◆ **Work required**: If the records below hold pictures, omit them, and print exactly the lines from the first line through the line containing "Target — ski goggles", inclusive.

◆ **Dataset excerpts**:
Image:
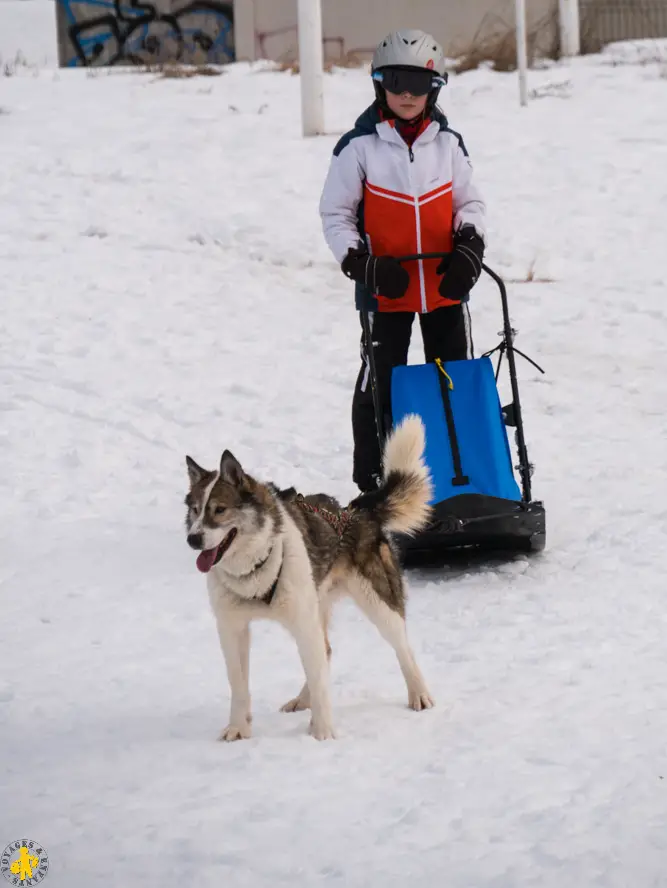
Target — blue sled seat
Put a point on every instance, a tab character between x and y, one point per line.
486	460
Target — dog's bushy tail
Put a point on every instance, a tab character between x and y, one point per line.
401	505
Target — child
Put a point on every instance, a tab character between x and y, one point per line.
400	183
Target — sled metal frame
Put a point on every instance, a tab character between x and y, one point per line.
473	521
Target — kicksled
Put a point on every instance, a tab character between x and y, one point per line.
477	503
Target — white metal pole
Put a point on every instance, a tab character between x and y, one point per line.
570	39
521	49
311	66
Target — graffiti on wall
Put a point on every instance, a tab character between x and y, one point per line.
110	32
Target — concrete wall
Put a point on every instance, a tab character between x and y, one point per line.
108	32
267	28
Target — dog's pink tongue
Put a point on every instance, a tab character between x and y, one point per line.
205	559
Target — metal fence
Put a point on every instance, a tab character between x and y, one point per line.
604	21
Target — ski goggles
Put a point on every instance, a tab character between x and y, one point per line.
416	81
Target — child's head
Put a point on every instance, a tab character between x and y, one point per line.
408	72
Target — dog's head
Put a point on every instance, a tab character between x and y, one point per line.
222	507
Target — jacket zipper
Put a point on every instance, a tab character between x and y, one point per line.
420	263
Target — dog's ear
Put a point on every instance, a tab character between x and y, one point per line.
195	472
230	469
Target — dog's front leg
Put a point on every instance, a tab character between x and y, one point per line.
235	644
306	627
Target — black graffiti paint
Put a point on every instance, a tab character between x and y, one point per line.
138	33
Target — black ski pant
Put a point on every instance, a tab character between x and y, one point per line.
445	334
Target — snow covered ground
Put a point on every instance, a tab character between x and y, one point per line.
166	290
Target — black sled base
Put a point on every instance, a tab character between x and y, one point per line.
476	522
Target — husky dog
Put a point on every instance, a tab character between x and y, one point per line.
277	555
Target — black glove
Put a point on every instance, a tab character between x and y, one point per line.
463	266
380	274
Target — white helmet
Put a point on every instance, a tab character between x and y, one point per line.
412	49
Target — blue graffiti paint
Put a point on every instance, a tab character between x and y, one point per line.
108	32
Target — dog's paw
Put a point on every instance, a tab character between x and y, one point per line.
420	700
321	731
298	704
236	732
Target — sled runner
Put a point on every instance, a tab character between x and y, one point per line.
477	502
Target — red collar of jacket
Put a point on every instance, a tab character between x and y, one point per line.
408	129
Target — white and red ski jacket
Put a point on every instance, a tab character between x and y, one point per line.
400	200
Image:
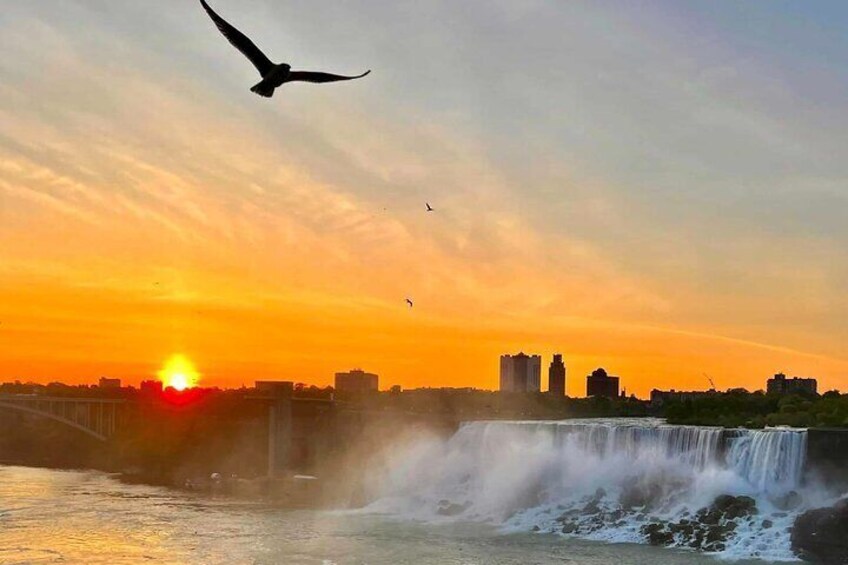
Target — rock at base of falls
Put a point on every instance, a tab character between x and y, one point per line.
821	535
709	529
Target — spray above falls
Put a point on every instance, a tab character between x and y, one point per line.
734	492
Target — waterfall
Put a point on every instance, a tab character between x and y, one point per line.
605	479
772	460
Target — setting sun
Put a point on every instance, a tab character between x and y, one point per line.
179	373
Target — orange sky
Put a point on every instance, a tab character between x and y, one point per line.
656	209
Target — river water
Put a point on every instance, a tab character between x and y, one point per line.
494	493
49	516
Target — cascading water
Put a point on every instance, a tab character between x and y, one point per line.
618	480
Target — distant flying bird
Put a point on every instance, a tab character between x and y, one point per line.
273	75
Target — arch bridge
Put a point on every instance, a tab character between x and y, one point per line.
97	417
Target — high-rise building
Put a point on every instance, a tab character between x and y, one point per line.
521	373
601	384
779	384
356	380
556	376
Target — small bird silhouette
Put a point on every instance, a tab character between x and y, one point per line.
273	75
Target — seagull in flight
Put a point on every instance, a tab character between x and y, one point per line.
273	75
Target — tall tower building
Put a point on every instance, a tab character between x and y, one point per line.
599	383
521	373
556	376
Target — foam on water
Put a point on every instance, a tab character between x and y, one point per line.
610	476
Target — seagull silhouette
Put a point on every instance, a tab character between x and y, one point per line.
273	75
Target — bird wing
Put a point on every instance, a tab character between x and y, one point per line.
240	41
309	76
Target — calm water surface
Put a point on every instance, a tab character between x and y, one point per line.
49	516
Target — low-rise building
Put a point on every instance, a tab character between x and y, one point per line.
779	384
357	380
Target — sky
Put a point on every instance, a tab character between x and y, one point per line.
657	188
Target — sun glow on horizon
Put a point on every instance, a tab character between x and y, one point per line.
179	373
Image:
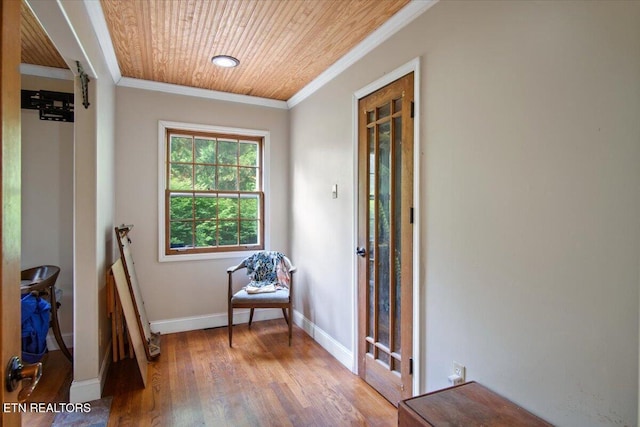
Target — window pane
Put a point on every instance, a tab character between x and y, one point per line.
248	232
205	150
181	177
248	179
181	147
205	177
228	233
227	178
249	207
206	207
181	234
227	152
206	233
214	184
181	207
248	154
384	111
228	207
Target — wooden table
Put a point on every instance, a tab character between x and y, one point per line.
469	404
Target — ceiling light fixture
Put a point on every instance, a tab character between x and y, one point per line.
225	61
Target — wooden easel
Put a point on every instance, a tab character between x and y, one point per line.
151	341
119	332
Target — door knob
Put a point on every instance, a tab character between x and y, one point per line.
18	371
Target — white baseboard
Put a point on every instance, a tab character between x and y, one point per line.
337	350
91	389
192	323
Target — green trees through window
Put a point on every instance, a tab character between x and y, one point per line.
214	193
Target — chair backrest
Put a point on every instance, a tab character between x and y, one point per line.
267	267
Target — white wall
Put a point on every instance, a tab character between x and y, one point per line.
530	166
192	293
47	195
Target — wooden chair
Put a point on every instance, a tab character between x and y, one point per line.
281	298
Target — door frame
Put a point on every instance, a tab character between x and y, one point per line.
409	67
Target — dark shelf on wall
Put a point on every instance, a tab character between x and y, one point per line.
54	106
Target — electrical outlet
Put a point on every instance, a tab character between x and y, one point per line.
459	370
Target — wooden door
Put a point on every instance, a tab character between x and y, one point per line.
385	239
10	195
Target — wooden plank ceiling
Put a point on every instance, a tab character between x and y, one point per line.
282	45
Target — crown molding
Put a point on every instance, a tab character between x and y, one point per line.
398	21
201	93
99	24
50	72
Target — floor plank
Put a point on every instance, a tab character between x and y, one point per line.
52	388
261	381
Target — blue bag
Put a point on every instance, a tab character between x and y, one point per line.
35	326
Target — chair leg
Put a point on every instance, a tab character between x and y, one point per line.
290	326
230	324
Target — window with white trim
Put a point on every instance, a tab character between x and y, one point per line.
213	191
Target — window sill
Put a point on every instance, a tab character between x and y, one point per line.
207	256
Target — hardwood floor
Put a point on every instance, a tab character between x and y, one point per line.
261	381
52	388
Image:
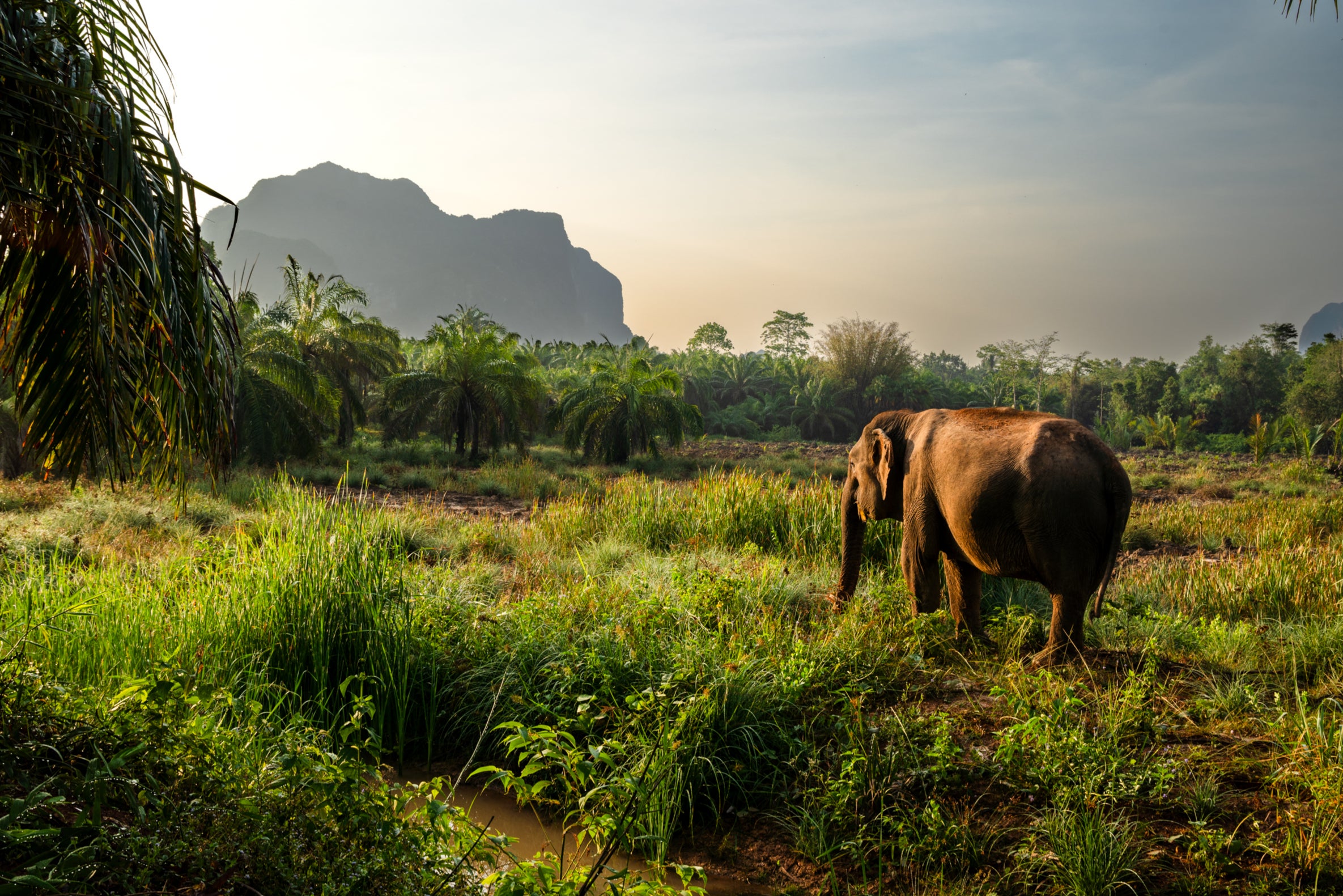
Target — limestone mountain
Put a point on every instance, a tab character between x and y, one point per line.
414	260
1327	320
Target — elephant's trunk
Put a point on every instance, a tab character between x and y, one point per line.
852	530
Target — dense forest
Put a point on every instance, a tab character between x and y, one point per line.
314	366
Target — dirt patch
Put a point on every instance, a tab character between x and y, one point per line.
1169	550
431	499
745	449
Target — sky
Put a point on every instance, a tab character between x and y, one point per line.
1130	175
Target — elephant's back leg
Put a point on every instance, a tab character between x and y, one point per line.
1066	632
919	549
1066	534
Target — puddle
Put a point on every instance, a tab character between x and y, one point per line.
534	836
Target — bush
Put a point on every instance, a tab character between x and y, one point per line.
1225	444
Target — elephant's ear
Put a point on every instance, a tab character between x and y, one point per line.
887	461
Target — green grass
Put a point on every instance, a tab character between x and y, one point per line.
680	626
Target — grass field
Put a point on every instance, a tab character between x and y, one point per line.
669	677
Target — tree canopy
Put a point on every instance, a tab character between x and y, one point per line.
116	328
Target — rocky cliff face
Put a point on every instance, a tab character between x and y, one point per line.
416	261
1327	320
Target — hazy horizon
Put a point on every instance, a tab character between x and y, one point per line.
1133	178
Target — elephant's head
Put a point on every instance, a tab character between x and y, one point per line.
872	491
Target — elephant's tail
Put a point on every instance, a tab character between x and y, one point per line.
1119	499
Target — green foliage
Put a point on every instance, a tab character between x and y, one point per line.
623	410
171	784
473	385
344	347
1059	751
1091	851
709	338
786	335
120	338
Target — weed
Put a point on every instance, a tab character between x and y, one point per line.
1091	851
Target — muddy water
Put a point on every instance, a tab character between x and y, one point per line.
535	836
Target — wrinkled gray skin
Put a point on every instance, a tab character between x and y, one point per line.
1010	494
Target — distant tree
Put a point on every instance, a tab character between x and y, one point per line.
1040	355
342	344
118	336
1144	386
1282	338
819	410
739	378
1005	371
786	335
1255	380
623	410
709	338
857	351
945	367
1318	398
282	402
477	386
1075	368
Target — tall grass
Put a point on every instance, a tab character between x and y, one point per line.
304	600
721	509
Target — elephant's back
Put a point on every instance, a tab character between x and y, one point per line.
1026	488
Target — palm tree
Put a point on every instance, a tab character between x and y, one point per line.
340	344
282	402
819	411
739	378
623	410
477	383
116	328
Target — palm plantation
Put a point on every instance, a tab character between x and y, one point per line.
476	386
348	350
118	335
625	409
284	404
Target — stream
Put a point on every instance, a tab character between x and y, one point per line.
534	836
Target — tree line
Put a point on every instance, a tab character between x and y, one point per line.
122	351
314	366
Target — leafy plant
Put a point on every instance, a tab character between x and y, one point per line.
623	410
120	334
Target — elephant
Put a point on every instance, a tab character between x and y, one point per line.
1012	494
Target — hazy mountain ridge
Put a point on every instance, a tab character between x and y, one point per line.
1327	320
416	261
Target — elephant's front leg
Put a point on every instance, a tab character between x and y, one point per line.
964	588
919	560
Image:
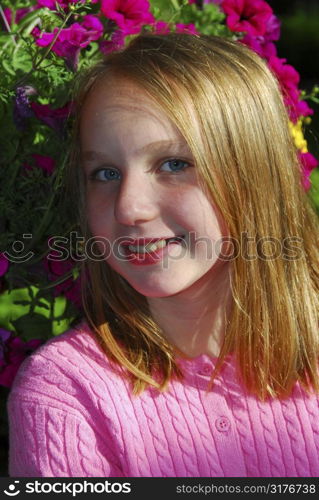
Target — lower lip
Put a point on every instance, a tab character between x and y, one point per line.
150	258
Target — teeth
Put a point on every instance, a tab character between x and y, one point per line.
150	247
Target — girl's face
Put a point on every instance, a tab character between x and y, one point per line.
142	191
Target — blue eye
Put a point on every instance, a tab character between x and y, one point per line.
174	165
106	174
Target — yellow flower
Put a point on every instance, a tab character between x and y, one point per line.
297	134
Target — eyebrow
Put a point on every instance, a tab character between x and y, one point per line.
152	147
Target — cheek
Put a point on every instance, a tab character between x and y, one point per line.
98	214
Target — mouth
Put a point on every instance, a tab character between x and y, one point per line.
144	246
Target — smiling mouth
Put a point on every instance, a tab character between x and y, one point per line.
154	245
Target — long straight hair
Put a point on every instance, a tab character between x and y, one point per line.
228	106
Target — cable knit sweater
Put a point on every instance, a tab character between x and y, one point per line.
72	415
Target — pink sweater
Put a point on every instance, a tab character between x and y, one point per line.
71	415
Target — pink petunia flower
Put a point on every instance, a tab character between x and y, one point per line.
71	40
129	15
186	28
250	16
116	42
46	163
308	164
20	13
207	1
161	28
51	4
288	79
264	45
12	352
4	264
54	118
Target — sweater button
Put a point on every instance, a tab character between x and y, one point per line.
206	369
222	424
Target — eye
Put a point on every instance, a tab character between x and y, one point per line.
105	174
174	165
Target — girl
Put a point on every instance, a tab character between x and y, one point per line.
198	354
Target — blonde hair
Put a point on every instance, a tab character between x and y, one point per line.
228	106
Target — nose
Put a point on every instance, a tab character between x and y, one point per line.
136	201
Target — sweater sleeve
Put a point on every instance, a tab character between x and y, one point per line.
57	425
50	442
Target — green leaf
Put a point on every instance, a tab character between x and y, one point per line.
33	326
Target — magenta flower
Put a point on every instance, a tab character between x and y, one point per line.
161	28
186	28
71	40
45	163
129	15
56	269
308	163
288	79
4	264
20	13
263	44
116	42
12	352
207	1
259	45
54	118
51	4
249	16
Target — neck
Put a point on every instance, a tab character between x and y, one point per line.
195	320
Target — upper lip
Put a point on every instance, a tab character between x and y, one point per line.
146	241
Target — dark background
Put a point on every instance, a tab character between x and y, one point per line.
299	44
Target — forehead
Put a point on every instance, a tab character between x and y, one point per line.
116	94
113	103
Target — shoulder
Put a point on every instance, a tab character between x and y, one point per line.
68	371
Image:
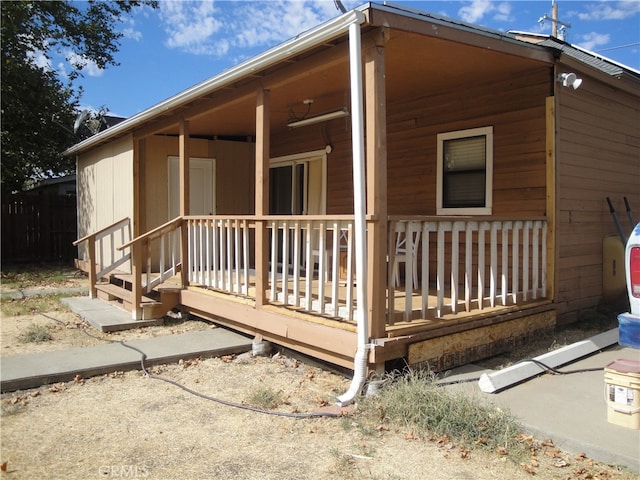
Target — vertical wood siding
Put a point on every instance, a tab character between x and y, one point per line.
105	187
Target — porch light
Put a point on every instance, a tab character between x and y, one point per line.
569	80
323	117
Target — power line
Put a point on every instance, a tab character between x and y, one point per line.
620	46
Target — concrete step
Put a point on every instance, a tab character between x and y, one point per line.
106	316
29	371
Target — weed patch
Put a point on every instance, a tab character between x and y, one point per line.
31	305
265	398
413	401
35	334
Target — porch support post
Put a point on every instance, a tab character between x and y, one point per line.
184	153
552	263
262	194
376	171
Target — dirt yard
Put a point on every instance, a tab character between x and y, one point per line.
129	425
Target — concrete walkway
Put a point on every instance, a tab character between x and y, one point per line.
569	409
19	372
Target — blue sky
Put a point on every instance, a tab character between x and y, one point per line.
182	43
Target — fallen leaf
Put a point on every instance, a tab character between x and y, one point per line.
528	468
57	388
553	453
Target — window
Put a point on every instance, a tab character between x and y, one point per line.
465	167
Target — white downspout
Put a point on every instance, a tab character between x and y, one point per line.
359	205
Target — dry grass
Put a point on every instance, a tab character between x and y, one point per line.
128	425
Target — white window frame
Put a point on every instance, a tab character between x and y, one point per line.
473	132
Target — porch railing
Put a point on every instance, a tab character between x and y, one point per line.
220	253
465	265
104	252
444	266
312	264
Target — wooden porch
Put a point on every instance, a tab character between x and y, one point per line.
444	277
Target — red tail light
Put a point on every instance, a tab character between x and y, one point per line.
634	271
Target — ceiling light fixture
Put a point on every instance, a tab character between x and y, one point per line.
569	80
323	117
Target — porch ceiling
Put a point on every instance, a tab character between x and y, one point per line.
416	66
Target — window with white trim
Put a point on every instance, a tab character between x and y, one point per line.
465	171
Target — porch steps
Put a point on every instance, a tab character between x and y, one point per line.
152	307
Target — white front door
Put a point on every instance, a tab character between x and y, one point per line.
202	192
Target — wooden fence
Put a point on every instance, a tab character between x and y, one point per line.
38	228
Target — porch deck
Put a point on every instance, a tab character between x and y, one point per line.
274	277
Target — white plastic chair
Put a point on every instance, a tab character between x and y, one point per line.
343	236
402	250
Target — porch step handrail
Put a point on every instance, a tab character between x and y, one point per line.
102	263
155	233
168	253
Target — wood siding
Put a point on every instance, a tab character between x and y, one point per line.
515	107
105	187
598	156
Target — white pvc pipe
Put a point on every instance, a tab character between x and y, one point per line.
360	210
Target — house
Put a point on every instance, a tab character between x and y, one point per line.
389	185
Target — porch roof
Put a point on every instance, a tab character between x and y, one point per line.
324	36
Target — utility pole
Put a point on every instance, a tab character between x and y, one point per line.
555	22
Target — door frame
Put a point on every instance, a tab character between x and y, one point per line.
307	158
192	160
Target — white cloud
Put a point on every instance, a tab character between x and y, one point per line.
476	10
592	40
610	10
88	66
503	13
40	60
190	26
219	28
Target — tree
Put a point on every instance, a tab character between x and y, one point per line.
39	106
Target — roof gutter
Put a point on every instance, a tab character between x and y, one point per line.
306	40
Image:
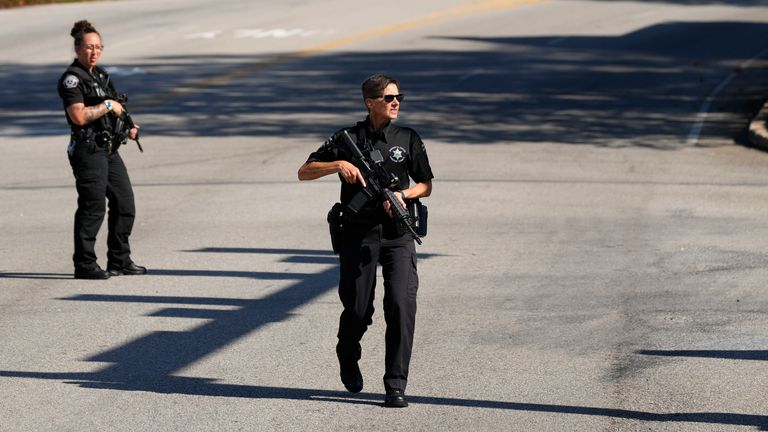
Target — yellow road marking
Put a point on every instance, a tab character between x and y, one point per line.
462	11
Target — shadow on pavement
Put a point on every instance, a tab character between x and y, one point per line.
719	354
207	387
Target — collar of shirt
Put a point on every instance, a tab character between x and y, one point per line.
377	135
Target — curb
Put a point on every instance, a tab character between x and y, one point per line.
758	133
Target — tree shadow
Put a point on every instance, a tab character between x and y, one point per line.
719	354
644	89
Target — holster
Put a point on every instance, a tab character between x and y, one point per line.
85	139
418	213
335	226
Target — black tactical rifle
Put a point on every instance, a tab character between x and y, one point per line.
123	125
380	184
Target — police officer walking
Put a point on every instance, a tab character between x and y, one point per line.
372	236
92	112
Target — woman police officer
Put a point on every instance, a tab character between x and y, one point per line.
98	169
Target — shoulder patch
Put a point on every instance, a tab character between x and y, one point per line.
71	81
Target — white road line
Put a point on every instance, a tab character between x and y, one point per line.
701	117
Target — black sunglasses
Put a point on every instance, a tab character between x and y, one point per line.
390	98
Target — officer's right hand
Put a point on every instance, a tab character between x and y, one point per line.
351	173
117	107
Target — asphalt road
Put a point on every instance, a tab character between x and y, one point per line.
596	258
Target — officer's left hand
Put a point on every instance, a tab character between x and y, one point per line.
388	206
134	132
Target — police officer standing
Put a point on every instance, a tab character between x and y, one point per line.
91	111
372	236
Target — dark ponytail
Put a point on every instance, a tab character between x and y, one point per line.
80	29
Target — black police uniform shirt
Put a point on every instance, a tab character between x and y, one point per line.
84	87
404	156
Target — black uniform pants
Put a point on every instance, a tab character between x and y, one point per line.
361	249
100	176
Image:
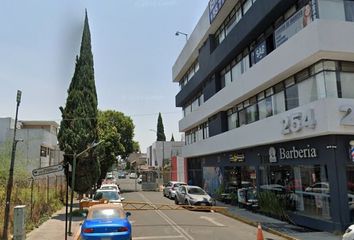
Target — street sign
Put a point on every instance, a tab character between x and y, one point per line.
47	170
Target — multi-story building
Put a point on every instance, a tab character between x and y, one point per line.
39	144
267	91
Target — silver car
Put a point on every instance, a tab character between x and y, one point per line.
170	189
193	195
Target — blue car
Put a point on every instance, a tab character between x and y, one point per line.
106	222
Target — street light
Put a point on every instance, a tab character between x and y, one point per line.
185	34
73	179
11	171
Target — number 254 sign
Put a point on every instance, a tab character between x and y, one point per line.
297	121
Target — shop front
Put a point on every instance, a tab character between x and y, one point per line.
316	173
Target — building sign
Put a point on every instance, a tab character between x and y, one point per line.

◆ **Answer to the exercise**:
Image:
Target — blue sled seat
Put a point on every instance, a tab character between x and y, one point per line.
486	460
Target — dog's bushy tail
Put a point on every instance, a tab character between x and y, one point per line.
401	505
Target — child
Put a point on every instance, a tab character between x and y, one point per line.
400	183
Target — sled metal frame
Put a point on every instance, a tab character between x and y, one point per line.
473	521
Target — kicksled
Put a point on every instance, a tab character between x and y, one point per line.
477	503
Target — white metal pole
Put a point on every instance, a tab character between x and y, one point per line.
570	39
521	49
311	66
Target — graffiti on wall
Put a point on every instance, a tab character between x and y, one point per line.
110	32
Target — concrete wall
Put a point on every instance, a tab character between x and y, one point per line.
108	32
267	28
Target — dog's pink tongue
Put a point on every instance, a tab character between x and y, one point per line.
205	559
Target — metal fence
Put a point on every instance, a tab character between x and y, one point per line.
604	21
Target — ski goggles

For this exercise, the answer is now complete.